- [PROVIDED PASSAGE]:
We have a flashlight, which we can turn on or off, that's it. We
can give 2 messages: 1) the flashlight is off (e.g., everything is
fine) 2) the flashlight is on (e.g., here come the police!)
Let's delve into the 2 states of the flashlight:
On Off
which boils down to: Power On No power
or: Power? YES NO
Power value? 1 0
Tests will be noted as 0 or 1 depending on the flashlight being on
or off.
Since we are rich, we buy a 2nd flashlight.
So, we have 4 message possibilities:
FLASHLIGHT 1 FLASHLIGHT 2
Off Off
On Off
Off On
On On
Counting with 3,4,5,6 ... flashlights, we realize that it is
possible to find a simple relationship between the number of
flashlights and the number of possibilities.
Number of possibilities = 2 to the power of the number of flashlights.
So, we get the following table:
Remarks are just there to give you a hint!
Flashlights Possibilities Remarks
1 2
2 4
3 8 There are 8-bit computers ...
4 16 and 16 bits...
5 32 The ST is a 16/32 bits
6 64 Amstrad CPC... 64!!
7 128 or Commodore 128?
8 256 In computing, the character coding
(letters, numbers, etc., using ASCII)
allows for 256 characters!
9 512 A 520 has 512 KB of memory, and
Amstrad sells a PC1 512.
10 1024 The memory size of my 1040!
11 2048 That of my brother's Mega 2
12 4096 That of a Mega 4. Also the number of
displayable colors with an Amiga.
etc...
16 65536 In GFA, an array
cannot have more than 65536 elements.

- [EXTRACTED MATERIAL]:
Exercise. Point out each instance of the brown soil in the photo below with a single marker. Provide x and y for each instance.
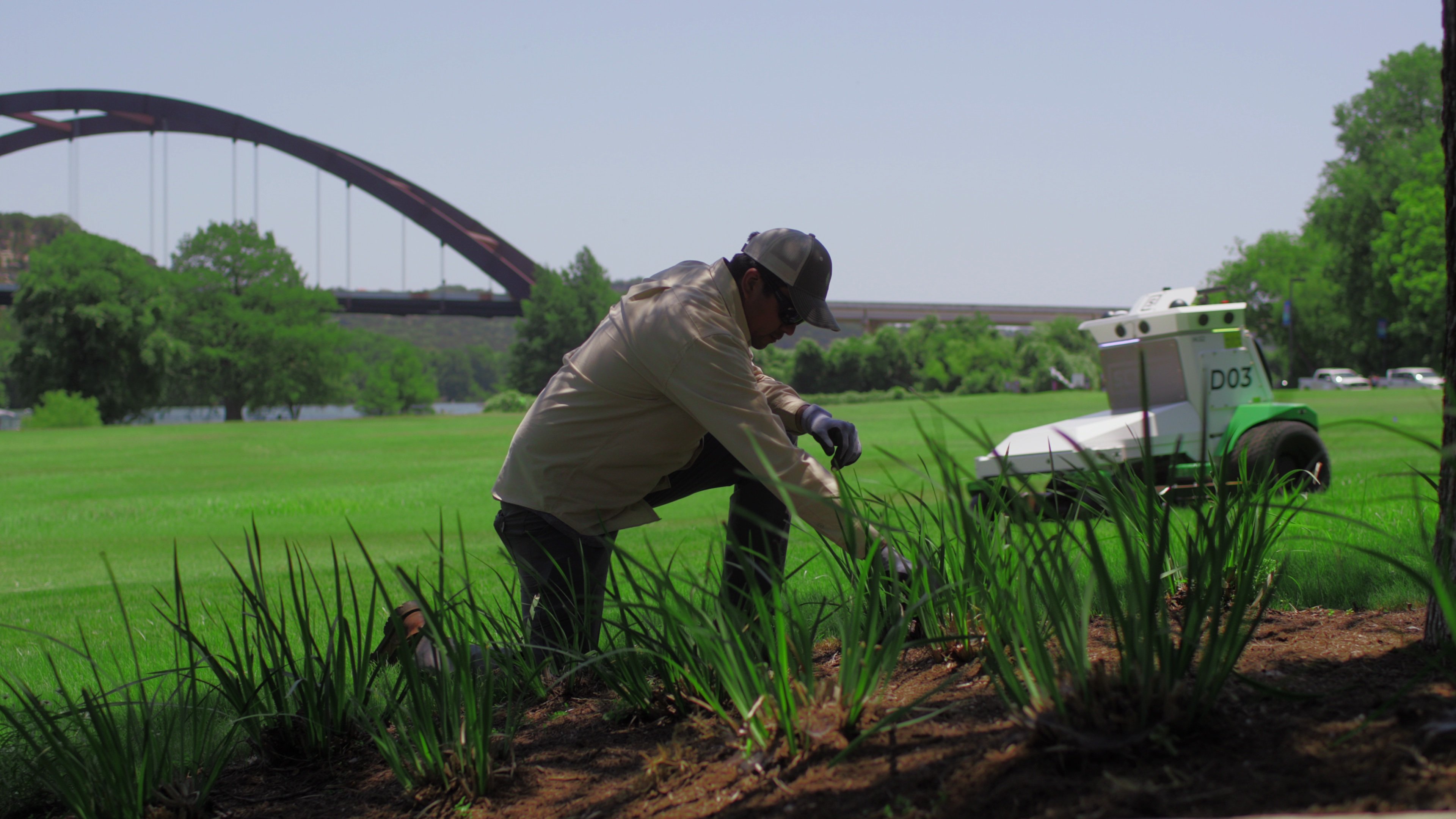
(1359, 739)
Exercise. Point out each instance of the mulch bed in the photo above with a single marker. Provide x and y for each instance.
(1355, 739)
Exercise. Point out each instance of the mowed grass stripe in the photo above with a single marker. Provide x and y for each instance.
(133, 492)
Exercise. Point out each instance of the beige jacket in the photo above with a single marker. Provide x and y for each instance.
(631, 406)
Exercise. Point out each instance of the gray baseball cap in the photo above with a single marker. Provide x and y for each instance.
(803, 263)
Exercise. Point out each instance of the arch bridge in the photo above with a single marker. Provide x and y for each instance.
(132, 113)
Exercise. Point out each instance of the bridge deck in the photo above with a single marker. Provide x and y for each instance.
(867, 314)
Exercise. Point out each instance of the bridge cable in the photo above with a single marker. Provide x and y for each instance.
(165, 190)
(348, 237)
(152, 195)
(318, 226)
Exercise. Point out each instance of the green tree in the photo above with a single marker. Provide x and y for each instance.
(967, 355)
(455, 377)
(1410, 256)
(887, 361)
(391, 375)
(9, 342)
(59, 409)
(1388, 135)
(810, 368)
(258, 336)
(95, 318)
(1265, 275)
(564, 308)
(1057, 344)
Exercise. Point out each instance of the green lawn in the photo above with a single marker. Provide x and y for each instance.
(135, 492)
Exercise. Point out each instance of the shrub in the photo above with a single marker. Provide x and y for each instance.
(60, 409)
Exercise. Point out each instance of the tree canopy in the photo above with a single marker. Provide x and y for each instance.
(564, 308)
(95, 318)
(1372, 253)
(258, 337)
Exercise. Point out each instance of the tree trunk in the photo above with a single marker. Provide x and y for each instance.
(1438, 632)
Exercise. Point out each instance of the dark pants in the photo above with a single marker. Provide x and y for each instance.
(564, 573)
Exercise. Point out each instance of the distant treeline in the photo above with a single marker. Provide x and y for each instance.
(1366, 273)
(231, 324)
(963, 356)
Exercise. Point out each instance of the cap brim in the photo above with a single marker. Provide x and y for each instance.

- [GIVEN REQUEST A]: According to the flashlight counting passage, how many characters does ASCII character coding allow?
- [GIVEN REQUEST B]: Extend the flashlight counting passage from its final line.

- [RIGHT ANSWER A]: 256 characters.

- [RIGHT ANSWER B]:
If my 4 flashlights are off (0000), I am at possibility 0. If they
are all on (1111), I am at 15 (because from 0 to 15 makes 16), so
0000 --> 0 and 1111 --> 15.
So, I have a book of 16 pages giving the possibilities of the 16
possible lighting configurations, and my correspondent has the
same. How do I send him the message from page 13?
Since the smallest digit is on the right (we note digits in
order hundreds, tens, units), let's arrange the flashlights.
Flashlight number: 4 3 2 1
a) I have only one flashlight (the 1st one); it's on, so I get the
value 1. (I can only get 0 or 1)
b) I have 2 flashlights (1 and 2), both on, I get the 4th
possibility. So, I have the value 3 (since I count the values 0,1,
2, and 3, which makes 4). Since flashlight 1 is at most the value
1, I deduce that flashlight 2 is alone worth a maximum of 2.
In fact, flashlight 1 on --> value 1
flashlight 2 on --> value 2
So, both on together --> value 3 = 4 possibilities.
Flashlight number: 4 3 2 1
'increase' 8 4 2 1
To send the message 13, I need to turn on flashlight 4
(value of 8), flashlight 3 (value of 4), and flashlight 1 (value
of 1).
Flashlight 4 3 2 1
Flashlight state 1 1 0 1
Value 8 + 4 + 0 + 1 = 13
So, we are counting in binary.
In decimal: dec means 10, because a digit can take 10 values
(from 0 to 9).
In binary: bi = two because each digit can only take 2 values
(0 or 1).
Computing is an Anglo-Saxon field. A 'binary digit' in English is
called a 'BIT'! So, a bit can be 0 or 1. It is the smallest
computing unit because the correspondent to whom we send messages
is, in fact, a computer. Instead of turning on flashlights, we put
current on a wire or not. An 8-bit computer has 8 wires on which
current is placed or not!
To send messages, we will prepare flashlights with small switches,
and when our flashlights are ready, we will turn on the main
switch to send the current and thus turn on the intended
flashlights at once.
Through our 'flashlights', we will send messages to the heart of
the machine (in the case of the ST, it is a Motorola 68000
microprocessor) which has been manufactured to respond in a
certain way to different messages.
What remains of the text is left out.